Source data Start Marker

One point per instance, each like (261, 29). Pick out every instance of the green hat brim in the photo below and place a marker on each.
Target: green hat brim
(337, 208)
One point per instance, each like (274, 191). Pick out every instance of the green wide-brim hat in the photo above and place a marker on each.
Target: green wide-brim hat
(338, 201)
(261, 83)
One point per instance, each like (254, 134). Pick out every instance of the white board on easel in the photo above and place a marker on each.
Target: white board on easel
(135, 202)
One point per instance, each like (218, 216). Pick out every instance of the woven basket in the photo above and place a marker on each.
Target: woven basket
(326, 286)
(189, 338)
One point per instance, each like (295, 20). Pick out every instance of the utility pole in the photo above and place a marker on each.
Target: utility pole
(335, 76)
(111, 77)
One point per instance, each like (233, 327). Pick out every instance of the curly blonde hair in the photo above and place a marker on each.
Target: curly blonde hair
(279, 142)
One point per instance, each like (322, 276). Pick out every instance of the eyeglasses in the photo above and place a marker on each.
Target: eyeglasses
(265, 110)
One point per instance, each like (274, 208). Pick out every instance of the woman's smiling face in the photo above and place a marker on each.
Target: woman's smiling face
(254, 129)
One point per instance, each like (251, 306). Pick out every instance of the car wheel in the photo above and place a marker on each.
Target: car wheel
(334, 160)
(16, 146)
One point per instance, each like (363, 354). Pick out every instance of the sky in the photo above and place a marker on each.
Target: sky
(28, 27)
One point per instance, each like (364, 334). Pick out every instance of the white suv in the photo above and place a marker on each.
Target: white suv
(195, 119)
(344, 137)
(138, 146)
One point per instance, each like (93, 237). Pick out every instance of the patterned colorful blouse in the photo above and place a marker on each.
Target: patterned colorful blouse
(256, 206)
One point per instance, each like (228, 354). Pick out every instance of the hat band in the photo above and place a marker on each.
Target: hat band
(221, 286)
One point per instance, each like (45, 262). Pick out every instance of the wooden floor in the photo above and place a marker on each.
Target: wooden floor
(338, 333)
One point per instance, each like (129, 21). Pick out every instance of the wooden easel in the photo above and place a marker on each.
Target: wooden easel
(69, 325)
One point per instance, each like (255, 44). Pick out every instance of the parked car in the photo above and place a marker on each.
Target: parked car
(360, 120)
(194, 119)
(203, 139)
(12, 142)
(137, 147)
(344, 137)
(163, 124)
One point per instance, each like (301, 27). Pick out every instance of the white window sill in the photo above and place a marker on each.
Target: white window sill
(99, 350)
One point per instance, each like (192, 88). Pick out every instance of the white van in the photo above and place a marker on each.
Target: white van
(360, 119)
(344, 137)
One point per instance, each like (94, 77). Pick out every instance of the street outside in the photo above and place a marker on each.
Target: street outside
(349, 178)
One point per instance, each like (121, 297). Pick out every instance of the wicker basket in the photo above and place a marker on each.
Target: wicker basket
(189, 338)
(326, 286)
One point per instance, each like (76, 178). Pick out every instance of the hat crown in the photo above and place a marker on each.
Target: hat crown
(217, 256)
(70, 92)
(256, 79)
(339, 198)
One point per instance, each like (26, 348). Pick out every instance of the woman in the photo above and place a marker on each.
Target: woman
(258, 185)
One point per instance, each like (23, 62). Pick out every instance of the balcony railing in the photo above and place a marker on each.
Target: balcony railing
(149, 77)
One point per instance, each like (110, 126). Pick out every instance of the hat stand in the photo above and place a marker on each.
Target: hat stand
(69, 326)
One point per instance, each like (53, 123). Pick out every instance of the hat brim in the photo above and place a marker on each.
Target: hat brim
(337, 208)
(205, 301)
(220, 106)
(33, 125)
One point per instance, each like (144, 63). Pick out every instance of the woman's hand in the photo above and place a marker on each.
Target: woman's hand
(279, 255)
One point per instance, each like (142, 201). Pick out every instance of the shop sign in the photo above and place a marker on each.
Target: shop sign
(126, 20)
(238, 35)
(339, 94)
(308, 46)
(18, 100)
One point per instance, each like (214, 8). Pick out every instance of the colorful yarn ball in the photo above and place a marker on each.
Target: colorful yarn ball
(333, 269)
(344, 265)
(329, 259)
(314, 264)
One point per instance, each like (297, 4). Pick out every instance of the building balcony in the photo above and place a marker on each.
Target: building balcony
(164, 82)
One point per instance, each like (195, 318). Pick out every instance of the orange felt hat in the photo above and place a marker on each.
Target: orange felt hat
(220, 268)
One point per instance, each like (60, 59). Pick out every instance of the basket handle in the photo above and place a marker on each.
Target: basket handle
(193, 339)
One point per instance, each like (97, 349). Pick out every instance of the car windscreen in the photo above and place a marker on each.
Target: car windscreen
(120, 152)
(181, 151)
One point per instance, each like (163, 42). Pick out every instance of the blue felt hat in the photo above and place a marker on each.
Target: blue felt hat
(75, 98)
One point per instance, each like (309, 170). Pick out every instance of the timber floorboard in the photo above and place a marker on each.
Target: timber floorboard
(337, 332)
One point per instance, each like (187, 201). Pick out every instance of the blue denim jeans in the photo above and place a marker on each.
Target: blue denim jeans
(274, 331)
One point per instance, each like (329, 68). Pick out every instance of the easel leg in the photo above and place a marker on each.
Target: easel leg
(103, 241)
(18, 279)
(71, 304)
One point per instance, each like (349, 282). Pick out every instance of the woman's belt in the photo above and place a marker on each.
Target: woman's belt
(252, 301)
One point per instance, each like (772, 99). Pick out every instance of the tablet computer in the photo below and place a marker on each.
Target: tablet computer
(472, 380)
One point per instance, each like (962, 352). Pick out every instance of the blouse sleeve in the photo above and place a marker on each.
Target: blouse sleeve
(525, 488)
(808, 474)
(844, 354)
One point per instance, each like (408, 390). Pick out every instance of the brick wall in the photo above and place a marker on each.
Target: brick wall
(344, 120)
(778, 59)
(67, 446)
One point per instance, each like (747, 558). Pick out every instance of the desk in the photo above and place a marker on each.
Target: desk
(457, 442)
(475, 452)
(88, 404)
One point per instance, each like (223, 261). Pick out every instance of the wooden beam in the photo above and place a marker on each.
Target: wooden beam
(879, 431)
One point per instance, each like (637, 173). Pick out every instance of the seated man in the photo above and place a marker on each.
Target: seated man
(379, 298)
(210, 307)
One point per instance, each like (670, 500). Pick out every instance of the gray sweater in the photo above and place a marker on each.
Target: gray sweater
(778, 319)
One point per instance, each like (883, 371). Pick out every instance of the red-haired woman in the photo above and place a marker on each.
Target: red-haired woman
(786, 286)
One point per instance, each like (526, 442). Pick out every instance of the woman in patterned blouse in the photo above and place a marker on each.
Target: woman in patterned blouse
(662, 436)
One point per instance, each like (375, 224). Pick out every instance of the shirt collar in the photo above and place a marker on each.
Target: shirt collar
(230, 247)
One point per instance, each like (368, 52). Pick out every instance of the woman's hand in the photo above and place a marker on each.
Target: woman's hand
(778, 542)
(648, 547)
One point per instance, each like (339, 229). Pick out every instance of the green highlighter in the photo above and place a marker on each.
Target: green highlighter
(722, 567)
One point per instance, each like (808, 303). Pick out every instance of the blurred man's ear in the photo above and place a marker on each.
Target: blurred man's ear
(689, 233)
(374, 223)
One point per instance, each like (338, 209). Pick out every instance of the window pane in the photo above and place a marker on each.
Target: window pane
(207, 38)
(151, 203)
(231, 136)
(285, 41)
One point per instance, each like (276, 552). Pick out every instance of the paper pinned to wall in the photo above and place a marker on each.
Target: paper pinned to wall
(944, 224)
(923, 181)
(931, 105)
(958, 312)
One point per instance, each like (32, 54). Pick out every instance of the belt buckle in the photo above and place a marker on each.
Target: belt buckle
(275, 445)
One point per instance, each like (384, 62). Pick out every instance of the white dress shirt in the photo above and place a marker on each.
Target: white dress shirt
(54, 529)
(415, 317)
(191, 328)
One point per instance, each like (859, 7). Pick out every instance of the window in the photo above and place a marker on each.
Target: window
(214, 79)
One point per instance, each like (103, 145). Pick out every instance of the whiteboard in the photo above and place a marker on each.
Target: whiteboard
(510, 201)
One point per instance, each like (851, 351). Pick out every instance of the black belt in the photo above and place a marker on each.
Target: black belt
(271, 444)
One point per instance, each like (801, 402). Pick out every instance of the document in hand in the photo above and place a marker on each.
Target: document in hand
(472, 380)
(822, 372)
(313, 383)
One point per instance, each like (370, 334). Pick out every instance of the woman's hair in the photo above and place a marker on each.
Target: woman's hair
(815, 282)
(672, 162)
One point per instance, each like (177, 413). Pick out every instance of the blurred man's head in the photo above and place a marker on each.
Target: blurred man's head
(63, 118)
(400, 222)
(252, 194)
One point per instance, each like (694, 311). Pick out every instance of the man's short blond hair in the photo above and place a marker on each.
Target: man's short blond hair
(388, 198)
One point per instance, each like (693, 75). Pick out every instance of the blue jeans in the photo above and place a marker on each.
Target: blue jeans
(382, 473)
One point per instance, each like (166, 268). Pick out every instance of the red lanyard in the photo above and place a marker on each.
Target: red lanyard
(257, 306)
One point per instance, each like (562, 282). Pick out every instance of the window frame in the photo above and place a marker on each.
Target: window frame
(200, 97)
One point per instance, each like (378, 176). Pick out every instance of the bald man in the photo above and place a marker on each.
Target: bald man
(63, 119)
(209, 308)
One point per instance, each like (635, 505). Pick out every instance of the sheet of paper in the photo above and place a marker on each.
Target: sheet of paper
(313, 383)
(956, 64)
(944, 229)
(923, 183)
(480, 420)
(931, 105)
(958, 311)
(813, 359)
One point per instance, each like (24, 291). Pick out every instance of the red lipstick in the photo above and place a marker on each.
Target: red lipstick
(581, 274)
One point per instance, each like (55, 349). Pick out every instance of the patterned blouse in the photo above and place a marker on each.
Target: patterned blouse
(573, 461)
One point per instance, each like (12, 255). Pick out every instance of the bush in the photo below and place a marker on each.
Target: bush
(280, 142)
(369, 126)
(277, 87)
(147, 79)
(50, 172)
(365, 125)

Source data End Marker

**Exercise details**
Which lines above hold the string "below"? Copy every one of them.

**Result**
One point per instance, each like (261, 29). Pick out every instance of the green hat brim in the photo below and place a marker on each.
One point per instance, each like (772, 99). Pick out every instance of the tablet computer in the photo below and place a marker on each.
One point per instance, each like (12, 255). Pick out every instance of the bush in the photo below and place a marker on each.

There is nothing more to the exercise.